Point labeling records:

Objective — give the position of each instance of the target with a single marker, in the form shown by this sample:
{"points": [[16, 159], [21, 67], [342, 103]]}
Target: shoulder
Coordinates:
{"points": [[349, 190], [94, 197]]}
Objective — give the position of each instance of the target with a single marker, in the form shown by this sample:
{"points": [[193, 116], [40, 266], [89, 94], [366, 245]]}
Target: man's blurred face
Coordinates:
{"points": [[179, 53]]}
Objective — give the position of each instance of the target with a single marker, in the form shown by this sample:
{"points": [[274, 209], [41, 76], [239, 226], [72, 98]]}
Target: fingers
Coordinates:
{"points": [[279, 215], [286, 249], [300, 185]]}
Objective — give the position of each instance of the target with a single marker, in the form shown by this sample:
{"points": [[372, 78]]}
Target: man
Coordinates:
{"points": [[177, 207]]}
* * *
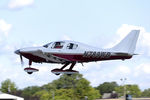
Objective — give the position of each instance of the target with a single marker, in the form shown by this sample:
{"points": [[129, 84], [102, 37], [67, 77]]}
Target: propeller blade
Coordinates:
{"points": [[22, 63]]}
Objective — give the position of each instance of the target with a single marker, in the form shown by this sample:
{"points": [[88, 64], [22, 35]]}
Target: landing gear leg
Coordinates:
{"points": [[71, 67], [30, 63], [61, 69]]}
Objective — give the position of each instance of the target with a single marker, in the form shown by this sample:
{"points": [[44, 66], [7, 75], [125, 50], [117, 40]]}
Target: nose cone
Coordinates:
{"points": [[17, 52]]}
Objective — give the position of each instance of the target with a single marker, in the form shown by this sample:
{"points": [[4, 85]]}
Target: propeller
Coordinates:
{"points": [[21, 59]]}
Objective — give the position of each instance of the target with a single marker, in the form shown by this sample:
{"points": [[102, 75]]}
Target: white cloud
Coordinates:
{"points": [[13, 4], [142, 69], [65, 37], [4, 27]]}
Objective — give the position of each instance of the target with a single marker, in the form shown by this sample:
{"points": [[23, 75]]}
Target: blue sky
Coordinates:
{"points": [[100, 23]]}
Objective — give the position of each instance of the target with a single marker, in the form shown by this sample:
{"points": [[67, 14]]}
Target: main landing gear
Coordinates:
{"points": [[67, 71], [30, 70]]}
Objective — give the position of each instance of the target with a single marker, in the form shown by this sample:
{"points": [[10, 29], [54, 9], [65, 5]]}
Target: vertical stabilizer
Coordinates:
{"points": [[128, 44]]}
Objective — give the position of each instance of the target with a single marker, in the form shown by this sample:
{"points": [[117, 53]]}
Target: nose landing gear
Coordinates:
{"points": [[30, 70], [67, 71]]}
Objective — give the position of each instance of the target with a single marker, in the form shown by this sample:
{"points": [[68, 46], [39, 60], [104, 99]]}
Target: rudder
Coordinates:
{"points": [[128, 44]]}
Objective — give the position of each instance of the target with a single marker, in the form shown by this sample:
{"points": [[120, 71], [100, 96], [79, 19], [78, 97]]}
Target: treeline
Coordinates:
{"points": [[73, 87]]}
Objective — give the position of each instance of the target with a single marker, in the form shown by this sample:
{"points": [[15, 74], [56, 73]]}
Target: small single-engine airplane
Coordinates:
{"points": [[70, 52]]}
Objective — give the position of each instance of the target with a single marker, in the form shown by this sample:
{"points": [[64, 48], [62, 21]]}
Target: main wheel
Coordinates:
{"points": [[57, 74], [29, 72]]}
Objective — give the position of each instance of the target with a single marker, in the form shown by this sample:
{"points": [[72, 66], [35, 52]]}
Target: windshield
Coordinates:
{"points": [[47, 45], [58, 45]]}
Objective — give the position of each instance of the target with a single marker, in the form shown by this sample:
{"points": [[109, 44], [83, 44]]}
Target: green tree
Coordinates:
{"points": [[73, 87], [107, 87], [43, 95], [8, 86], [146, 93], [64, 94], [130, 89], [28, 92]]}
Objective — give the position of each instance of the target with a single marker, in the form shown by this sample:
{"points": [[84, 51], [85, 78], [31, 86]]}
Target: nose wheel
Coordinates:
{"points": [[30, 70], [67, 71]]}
* * *
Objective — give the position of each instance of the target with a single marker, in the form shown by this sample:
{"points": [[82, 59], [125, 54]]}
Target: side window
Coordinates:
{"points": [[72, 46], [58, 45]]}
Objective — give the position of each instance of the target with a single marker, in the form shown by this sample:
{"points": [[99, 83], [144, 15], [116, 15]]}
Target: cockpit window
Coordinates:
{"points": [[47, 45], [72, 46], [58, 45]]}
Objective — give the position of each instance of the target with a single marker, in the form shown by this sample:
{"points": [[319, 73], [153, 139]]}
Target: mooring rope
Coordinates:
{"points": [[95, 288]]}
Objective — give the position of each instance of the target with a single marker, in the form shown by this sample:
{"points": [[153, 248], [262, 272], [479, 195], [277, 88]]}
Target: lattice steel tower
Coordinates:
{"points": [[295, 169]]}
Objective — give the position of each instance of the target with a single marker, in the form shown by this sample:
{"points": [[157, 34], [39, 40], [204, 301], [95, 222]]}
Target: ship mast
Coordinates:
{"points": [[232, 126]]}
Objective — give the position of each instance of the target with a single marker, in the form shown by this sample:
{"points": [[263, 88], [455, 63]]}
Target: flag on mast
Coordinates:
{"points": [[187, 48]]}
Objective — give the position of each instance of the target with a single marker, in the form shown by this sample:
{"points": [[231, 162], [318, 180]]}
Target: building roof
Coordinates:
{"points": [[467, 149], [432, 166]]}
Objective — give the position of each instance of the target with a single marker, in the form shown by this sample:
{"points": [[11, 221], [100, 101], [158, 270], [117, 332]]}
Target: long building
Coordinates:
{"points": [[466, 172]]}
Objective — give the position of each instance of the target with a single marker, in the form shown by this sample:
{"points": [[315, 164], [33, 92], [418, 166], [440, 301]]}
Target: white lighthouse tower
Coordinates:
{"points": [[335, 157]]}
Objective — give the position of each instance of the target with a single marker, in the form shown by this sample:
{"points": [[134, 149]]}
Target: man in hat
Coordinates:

Task brief:
Count the lines of the records above that contain the string "white". Give only the number.

Answer to this exercise:
2